What to do ->
Please repeat, exactly as they stand, the line containing "# one dot per" and the lines after it through the final line of the listing below, minus pictures.
------
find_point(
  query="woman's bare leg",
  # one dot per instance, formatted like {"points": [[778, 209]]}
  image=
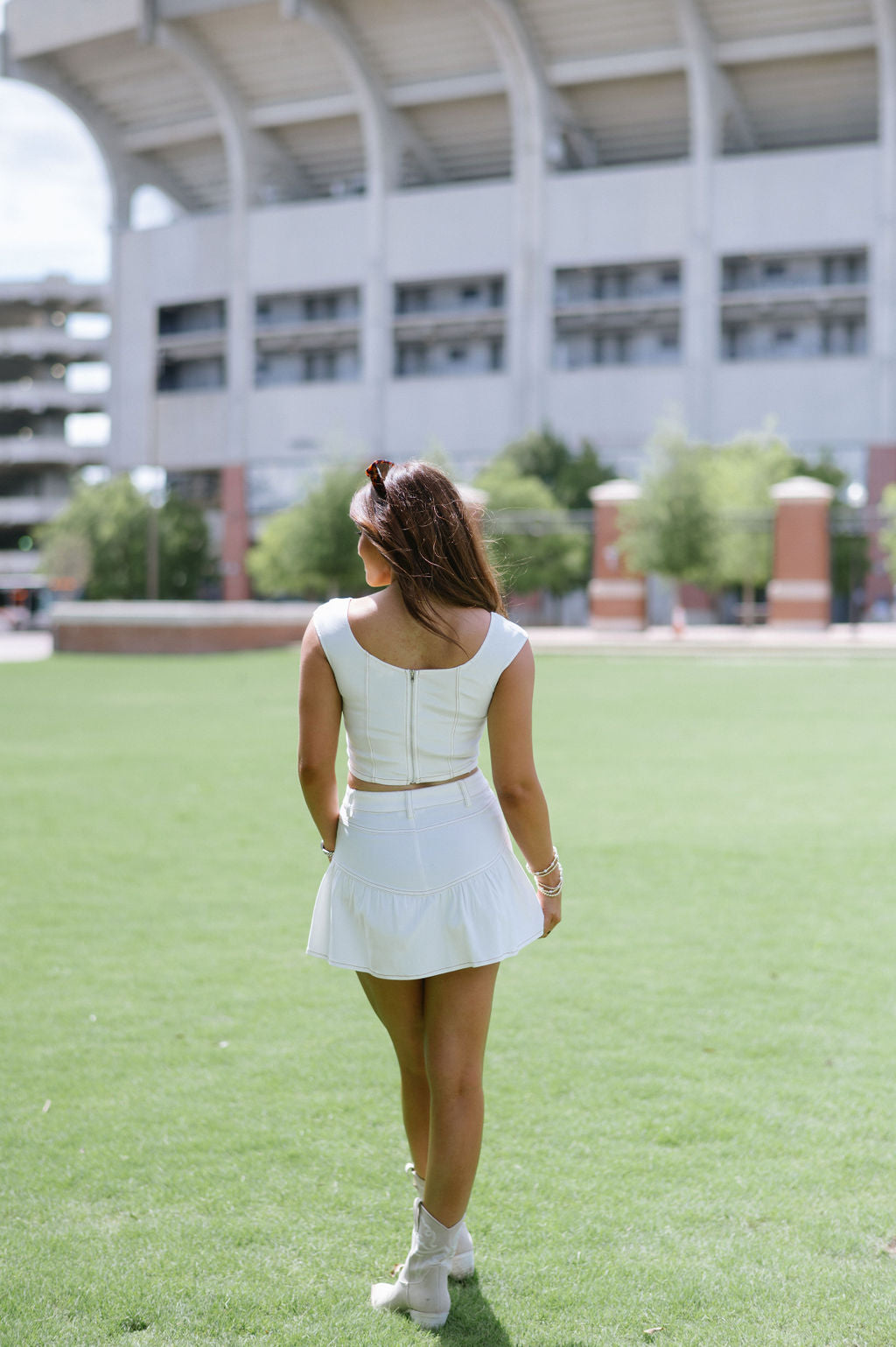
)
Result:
{"points": [[399, 1007], [457, 1007], [438, 1028]]}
------
Exercise output ->
  # one dot per instance, formatted like {"points": [[778, 209]]}
  image=
)
Result:
{"points": [[399, 1007], [457, 1007], [438, 1028]]}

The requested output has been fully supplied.